Stated goal
Answer from the forum thread on choosing a significance test:
1. For how many of the deliveries was data recorded?
2. What kind of value in the data rules out transforming it?
3. According to the reply, what becomes distorted when a significance test is applied after spotting a pattern by examining the data?

Given passage
— Begin —
+ Reply to Thread
Results 1 to 6 of 6

Thread: Which Non-parametric Significance Test Should I Use?

  1. #1
    Points: 15, Level: 1
    Level completed: 29%, Points required for next Level: 35

    Posts
    2
    Thanks
    1
    Thanked 0 Times in 0 Posts

    Which Non-parametric Significance Test Should I Use?




    Hi,

    I've been working on a little project. Last year I delivered pizzas. I recorded data for 300 of my deliveries like tip amounts, order totals, and delivery times. I have a few hypotheses I would like to test. For example, after examining the data I've noticed that the average tip from orders over the phone is pretty substantially less than the average tip from orders over a device. But as you all know, I can't take the difference in the average at face value. I have to perform a significance test to see if it's statistically significant. The problems I have are as follows:

    1. The sets of data are pretty skewed and don't pass normality tests so I don't feel comfortable using a parametric test like Welch's two-sample t test. Also, I can't transform my data because it contains data values of 0 (when customers didn't tip).

    2. The shapes of the distributions of the data sets I'm comparing aren't real similar (let alone identical) so I don't feel comfortable using the Mann Whitney U test, Kruskal-Wallis test, or Mood's Median test (because they assume identically shaped distributions).

    I just found out about a non-parametric test called the randomization test (known by others as the permutation test or exact test) as mentioned here:

    https://www.youtube.com/watch?v=BvdNZNl09eE

    Unfortunately, this test doesn't seem to be incorporated into Minitab. (I may be mistaken on that. I hope I am.) And there isn't a lot of guidance on the internet about how to perform this test (which makes me worry that some have a concern about it's validity).

    I would appreciate any and all solutions to these problems. I've been working on this project for quite a while and am a bit frustrated. Thank you for your help in advance!

  2. #2
    TS Contributor
    Points: 17,773, Level: 84
    Level completed: 85%, Points required for next Level: 77
    Karabiner's Avatar
    Location
    FC Schalke 04, Germany
    Posts
    2,541
    Thanks
    56
    Thanked 640 Times in 602 Posts

    Re: Which Non-parametric Significance Test Should I Use?

    I have a few hypotheses I would like to test. For example, after examining the data I've noticed
    There's a fundamental problem here. If you examine data,
    find some intersting pattern and the apply a significance test,
    then the p-values are distorted. The significance test does
    not take into account that implicitly dozens or hundreds of
    possible associations have been checked before, by eyeballing
    the data. It is very difficult to distinguish between truely
    significant results and chance results in that case.
— End —
Source data
— Begin —
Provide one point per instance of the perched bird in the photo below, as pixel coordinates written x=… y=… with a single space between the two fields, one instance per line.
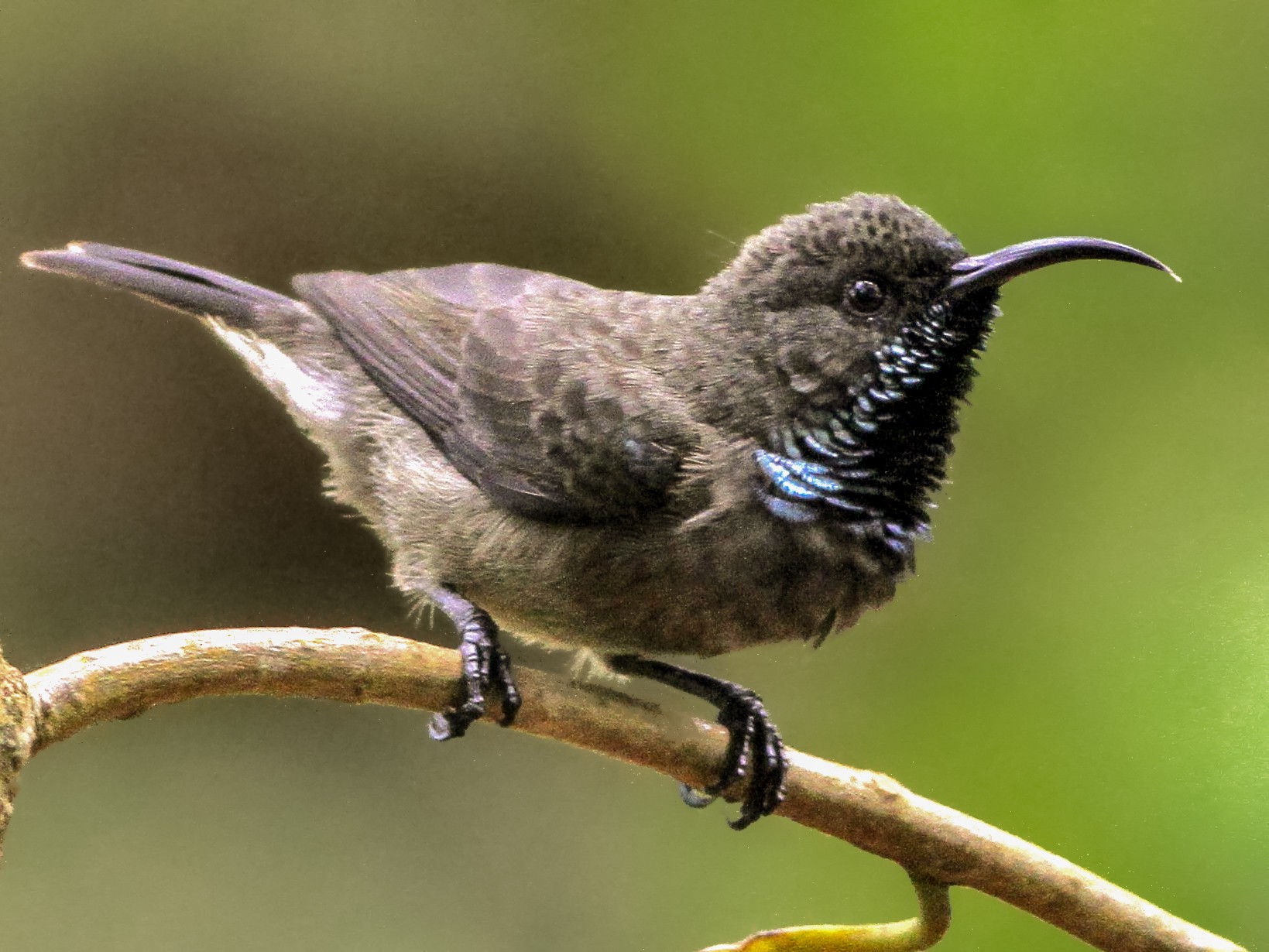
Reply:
x=633 y=474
— End —
Response
1. 300 deliveries.
2. Values of 0, from when customers didn't tip.
3. The p-values.